- SHORT TASK
Starting at the line containing "Above is a drone survey of farmland. Pinpoint the shrub" and ending at the line containing "top-left (452, 464), bottom-right (490, 510)", arrange the lines of the records below as a numbered list, leaving out blank lines.

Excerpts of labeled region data
☆ ☆ ☆ ☆
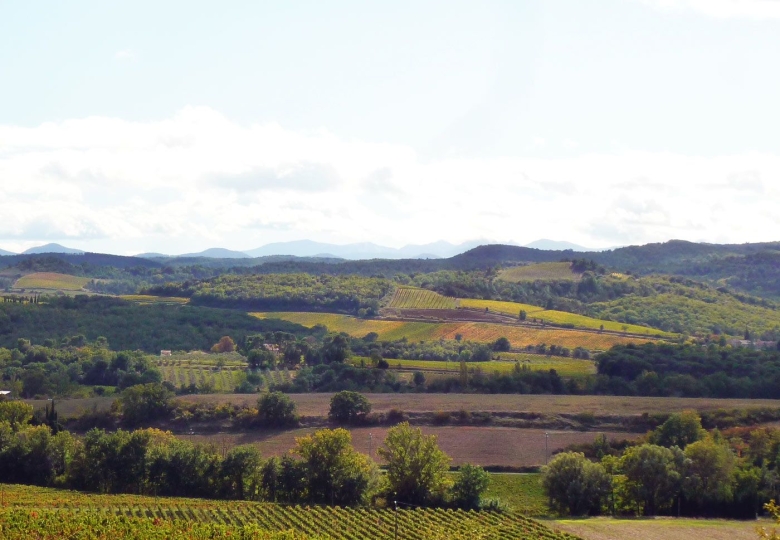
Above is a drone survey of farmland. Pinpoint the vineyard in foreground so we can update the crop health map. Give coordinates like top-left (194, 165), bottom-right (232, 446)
top-left (0, 486), bottom-right (576, 540)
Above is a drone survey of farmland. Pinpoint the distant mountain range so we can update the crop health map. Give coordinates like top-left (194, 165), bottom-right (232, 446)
top-left (0, 239), bottom-right (601, 260)
top-left (136, 239), bottom-right (599, 260)
top-left (22, 244), bottom-right (84, 255)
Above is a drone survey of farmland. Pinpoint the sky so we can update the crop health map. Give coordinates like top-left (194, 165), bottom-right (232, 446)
top-left (0, 0), bottom-right (780, 255)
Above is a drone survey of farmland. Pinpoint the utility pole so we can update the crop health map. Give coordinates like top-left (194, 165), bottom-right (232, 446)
top-left (393, 501), bottom-right (398, 540)
top-left (544, 431), bottom-right (550, 465)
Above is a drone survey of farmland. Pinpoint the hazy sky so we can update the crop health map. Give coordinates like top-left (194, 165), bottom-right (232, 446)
top-left (0, 0), bottom-right (780, 254)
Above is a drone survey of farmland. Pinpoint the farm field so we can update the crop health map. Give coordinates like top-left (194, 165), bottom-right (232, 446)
top-left (545, 517), bottom-right (773, 540)
top-left (158, 365), bottom-right (244, 394)
top-left (485, 473), bottom-right (550, 517)
top-left (250, 311), bottom-right (652, 350)
top-left (14, 272), bottom-right (90, 291)
top-left (388, 287), bottom-right (457, 309)
top-left (119, 294), bottom-right (190, 305)
top-left (183, 426), bottom-right (641, 467)
top-left (498, 262), bottom-right (580, 283)
top-left (350, 353), bottom-right (596, 376)
top-left (0, 485), bottom-right (575, 540)
top-left (459, 298), bottom-right (674, 337)
top-left (175, 393), bottom-right (780, 417)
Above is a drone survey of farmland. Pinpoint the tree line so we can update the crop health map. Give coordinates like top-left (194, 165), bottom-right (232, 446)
top-left (542, 411), bottom-right (780, 518)
top-left (0, 394), bottom-right (489, 509)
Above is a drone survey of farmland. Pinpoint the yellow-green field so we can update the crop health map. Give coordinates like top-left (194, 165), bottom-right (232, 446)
top-left (545, 517), bottom-right (772, 540)
top-left (498, 262), bottom-right (580, 283)
top-left (459, 298), bottom-right (673, 337)
top-left (119, 294), bottom-right (190, 305)
top-left (388, 287), bottom-right (456, 309)
top-left (250, 312), bottom-right (651, 350)
top-left (350, 354), bottom-right (596, 376)
top-left (14, 272), bottom-right (90, 291)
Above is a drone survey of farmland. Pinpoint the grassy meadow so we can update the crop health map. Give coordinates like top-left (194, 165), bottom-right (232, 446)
top-left (350, 353), bottom-right (596, 377)
top-left (14, 272), bottom-right (90, 291)
top-left (544, 517), bottom-right (773, 540)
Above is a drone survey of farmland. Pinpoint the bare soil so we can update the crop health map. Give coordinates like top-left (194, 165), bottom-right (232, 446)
top-left (174, 393), bottom-right (780, 416)
top-left (177, 426), bottom-right (639, 467)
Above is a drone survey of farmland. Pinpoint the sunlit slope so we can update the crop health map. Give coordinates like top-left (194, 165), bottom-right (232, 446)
top-left (14, 272), bottom-right (90, 291)
top-left (459, 298), bottom-right (672, 337)
top-left (250, 312), bottom-right (652, 350)
top-left (388, 284), bottom-right (672, 337)
top-left (498, 262), bottom-right (581, 283)
top-left (388, 287), bottom-right (457, 309)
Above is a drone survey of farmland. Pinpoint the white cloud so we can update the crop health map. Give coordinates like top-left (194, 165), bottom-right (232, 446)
top-left (0, 107), bottom-right (780, 253)
top-left (640, 0), bottom-right (780, 19)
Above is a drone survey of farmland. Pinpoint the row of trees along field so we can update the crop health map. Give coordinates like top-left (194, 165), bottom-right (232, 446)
top-left (596, 343), bottom-right (780, 398)
top-left (0, 392), bottom-right (489, 509)
top-left (0, 295), bottom-right (314, 353)
top-left (542, 411), bottom-right (780, 518)
top-left (144, 274), bottom-right (393, 316)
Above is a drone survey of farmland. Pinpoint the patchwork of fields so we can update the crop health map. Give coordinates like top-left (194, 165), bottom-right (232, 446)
top-left (459, 298), bottom-right (674, 337)
top-left (0, 485), bottom-right (576, 540)
top-left (250, 312), bottom-right (652, 350)
top-left (14, 272), bottom-right (90, 291)
top-left (380, 286), bottom-right (674, 337)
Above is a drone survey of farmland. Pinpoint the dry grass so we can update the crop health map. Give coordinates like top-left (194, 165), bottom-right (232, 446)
top-left (250, 312), bottom-right (651, 350)
top-left (459, 298), bottom-right (675, 337)
top-left (498, 262), bottom-right (581, 283)
top-left (350, 353), bottom-right (596, 377)
top-left (14, 272), bottom-right (90, 291)
top-left (174, 393), bottom-right (780, 417)
top-left (544, 518), bottom-right (771, 540)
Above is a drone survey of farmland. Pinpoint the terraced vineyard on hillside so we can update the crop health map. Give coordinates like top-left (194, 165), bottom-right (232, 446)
top-left (458, 298), bottom-right (674, 337)
top-left (388, 287), bottom-right (457, 309)
top-left (0, 486), bottom-right (576, 540)
top-left (380, 286), bottom-right (674, 337)
top-left (251, 312), bottom-right (653, 351)
top-left (150, 353), bottom-right (292, 394)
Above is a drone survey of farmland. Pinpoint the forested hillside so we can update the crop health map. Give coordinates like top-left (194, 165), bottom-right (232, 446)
top-left (0, 295), bottom-right (309, 353)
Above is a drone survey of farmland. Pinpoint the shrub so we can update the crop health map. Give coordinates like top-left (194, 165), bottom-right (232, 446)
top-left (257, 392), bottom-right (298, 427)
top-left (542, 452), bottom-right (611, 516)
top-left (328, 390), bottom-right (371, 423)
top-left (452, 464), bottom-right (490, 510)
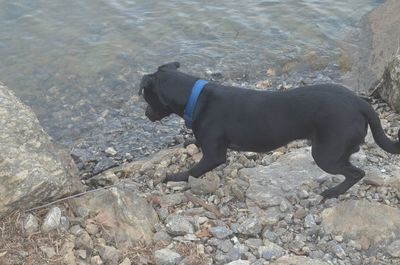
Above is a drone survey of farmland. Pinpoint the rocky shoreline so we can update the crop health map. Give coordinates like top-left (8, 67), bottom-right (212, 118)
top-left (0, 86), bottom-right (400, 265)
top-left (0, 1), bottom-right (400, 265)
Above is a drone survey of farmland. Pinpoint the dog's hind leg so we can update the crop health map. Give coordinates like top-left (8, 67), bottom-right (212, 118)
top-left (312, 131), bottom-right (365, 199)
top-left (321, 163), bottom-right (365, 199)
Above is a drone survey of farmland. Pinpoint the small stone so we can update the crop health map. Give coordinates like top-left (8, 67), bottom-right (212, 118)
top-left (153, 167), bottom-right (167, 185)
top-left (188, 172), bottom-right (220, 194)
top-left (186, 144), bottom-right (200, 156)
top-left (85, 222), bottom-right (100, 235)
top-left (258, 240), bottom-right (285, 260)
top-left (105, 147), bottom-right (118, 156)
top-left (333, 245), bottom-right (346, 259)
top-left (59, 216), bottom-right (70, 231)
top-left (357, 236), bottom-right (371, 250)
top-left (279, 200), bottom-right (291, 213)
top-left (386, 240), bottom-right (400, 258)
top-left (239, 218), bottom-right (262, 236)
top-left (119, 258), bottom-right (132, 265)
top-left (334, 236), bottom-right (343, 243)
top-left (40, 246), bottom-right (57, 259)
top-left (304, 214), bottom-right (317, 228)
top-left (297, 190), bottom-right (310, 199)
top-left (244, 238), bottom-right (263, 250)
top-left (364, 172), bottom-right (385, 187)
top-left (90, 255), bottom-right (104, 265)
top-left (256, 80), bottom-right (272, 89)
top-left (154, 248), bottom-right (182, 265)
top-left (69, 225), bottom-right (85, 236)
top-left (76, 249), bottom-right (87, 260)
top-left (75, 230), bottom-right (93, 250)
top-left (208, 226), bottom-right (233, 239)
top-left (153, 231), bottom-right (172, 242)
top-left (97, 245), bottom-right (121, 265)
top-left (293, 208), bottom-right (307, 219)
top-left (348, 240), bottom-right (362, 251)
top-left (217, 239), bottom-right (233, 253)
top-left (23, 214), bottom-right (39, 234)
top-left (165, 214), bottom-right (194, 236)
top-left (42, 207), bottom-right (61, 232)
☆ ☆ ☆ ☆
- RESULT OF THE TASK
1. Above is a drone survey of farmland. Pinpoint the shrub so we can update the crop health map. Give coordinates like top-left (194, 165), bottom-right (232, 446)
2. top-left (257, 392), bottom-right (298, 427)
3. top-left (542, 452), bottom-right (611, 516)
4. top-left (328, 390), bottom-right (371, 423)
5. top-left (452, 464), bottom-right (490, 510)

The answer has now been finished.